• EXERCISE REQUIREMENTS:
Reproduce the listing that follows, unchanged and complete.

• THE DATA:
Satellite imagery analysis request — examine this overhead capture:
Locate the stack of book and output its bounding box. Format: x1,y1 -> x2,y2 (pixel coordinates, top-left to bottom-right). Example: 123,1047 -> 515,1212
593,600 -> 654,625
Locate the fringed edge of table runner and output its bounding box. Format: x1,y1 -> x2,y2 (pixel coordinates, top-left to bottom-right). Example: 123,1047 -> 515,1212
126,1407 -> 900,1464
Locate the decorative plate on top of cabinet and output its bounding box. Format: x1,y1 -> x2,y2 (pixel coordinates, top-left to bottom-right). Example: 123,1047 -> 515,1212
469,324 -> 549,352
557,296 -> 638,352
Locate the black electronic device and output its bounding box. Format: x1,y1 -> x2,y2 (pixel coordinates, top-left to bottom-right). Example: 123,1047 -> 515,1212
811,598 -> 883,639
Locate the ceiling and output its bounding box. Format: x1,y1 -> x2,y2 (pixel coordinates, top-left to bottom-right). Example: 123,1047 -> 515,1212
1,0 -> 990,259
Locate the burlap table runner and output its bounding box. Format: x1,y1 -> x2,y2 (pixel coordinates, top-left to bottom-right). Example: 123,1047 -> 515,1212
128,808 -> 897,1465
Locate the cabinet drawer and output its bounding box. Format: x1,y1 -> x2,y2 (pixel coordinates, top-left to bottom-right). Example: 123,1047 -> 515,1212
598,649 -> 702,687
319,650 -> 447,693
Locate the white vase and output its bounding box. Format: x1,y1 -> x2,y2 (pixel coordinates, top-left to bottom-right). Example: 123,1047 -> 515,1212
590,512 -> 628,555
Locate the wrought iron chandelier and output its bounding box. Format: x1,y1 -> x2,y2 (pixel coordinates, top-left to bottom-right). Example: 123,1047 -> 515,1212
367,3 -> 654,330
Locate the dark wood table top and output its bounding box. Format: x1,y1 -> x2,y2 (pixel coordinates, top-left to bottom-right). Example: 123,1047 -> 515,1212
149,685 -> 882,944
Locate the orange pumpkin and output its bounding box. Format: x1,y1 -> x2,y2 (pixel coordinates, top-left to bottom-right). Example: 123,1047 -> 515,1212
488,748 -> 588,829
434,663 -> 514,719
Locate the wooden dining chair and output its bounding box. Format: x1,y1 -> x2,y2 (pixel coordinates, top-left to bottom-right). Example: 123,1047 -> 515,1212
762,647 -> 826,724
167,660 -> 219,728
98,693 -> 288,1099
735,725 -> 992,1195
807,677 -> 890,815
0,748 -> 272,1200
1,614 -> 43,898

• ANSWER BOX:
Satellite imagery analysis request — examine this overhead capture:
Locate the stack of book and output its bounding box. Format: x1,y1 -> x2,y2 (pixel coordinates, top-left to bottom-right). Example: 123,1047 -> 515,1212
593,600 -> 654,625
Locate the fringed edge of table runner and output its bounding box. Format: x1,y1 -> x2,y2 (pixel coordinates, top-left to bottom-right). Example: 123,1047 -> 515,1212
126,1407 -> 900,1464
Locate the decorative plate on top of cabinet and output its bounding box. Format: x1,y1 -> x2,y2 (pixel coordinates, top-left to bottom-right). Example: 123,1047 -> 515,1212
469,324 -> 549,352
557,296 -> 638,352
Locate the black electronic device and output its bounding box. Format: x1,y1 -> x2,y2 (pixel coordinates, top-left to bottom-right). Example: 123,1047 -> 515,1212
811,598 -> 883,639
Locate the ceiling and output its bounding box. Format: x1,y1 -> x2,y2 (pixel coordinates, top-left to bottom-right). Example: 123,1047 -> 515,1212
1,0 -> 990,259
Locate the burlap table runner and output its bounding box. Format: x1,y1 -> x2,y2 (pixel coordinates, top-left to bottom-right). Example: 123,1047 -> 515,1212
128,808 -> 897,1465
Locate the cabinet drawer and output its bounding box. Format: x1,y1 -> x2,y2 (pixel coordinates, top-left to bottom-right). Example: 123,1047 -> 515,1212
598,649 -> 702,687
319,650 -> 447,693
Locate the white vase and output its bounding box. Format: x1,y1 -> x2,y2 (pixel coordinates, top-left to bottom-right). Example: 123,1047 -> 515,1212
590,512 -> 628,555
Locate the wrought iron chandelier and output its bounding box. Format: x1,y1 -> x2,y2 (pixel coordinates, top-left to bottom-right). Example: 123,1047 -> 515,1212
367,3 -> 654,330
Locate the dark wood table top and output its bounding box. Format: x1,y1 -> x2,y2 (pixel coordinates, top-left to bottom-right). Example: 123,1047 -> 515,1212
149,685 -> 882,944
Locate the orange pumpkin and output its bounding box. Format: x1,y1 -> x2,y2 (pixel coordinates, top-left to bottom-right). Example: 123,1047 -> 515,1212
488,748 -> 588,829
434,663 -> 514,719
Locate the wooden dining chair and output its bounding box. Format: x1,y1 -> x2,y2 (pixel coordinates, top-left to bottom-right). Example: 123,1047 -> 515,1212
762,647 -> 826,724
167,660 -> 219,728
98,693 -> 288,1099
735,725 -> 992,1195
807,677 -> 890,815
0,748 -> 272,1200
1,614 -> 43,898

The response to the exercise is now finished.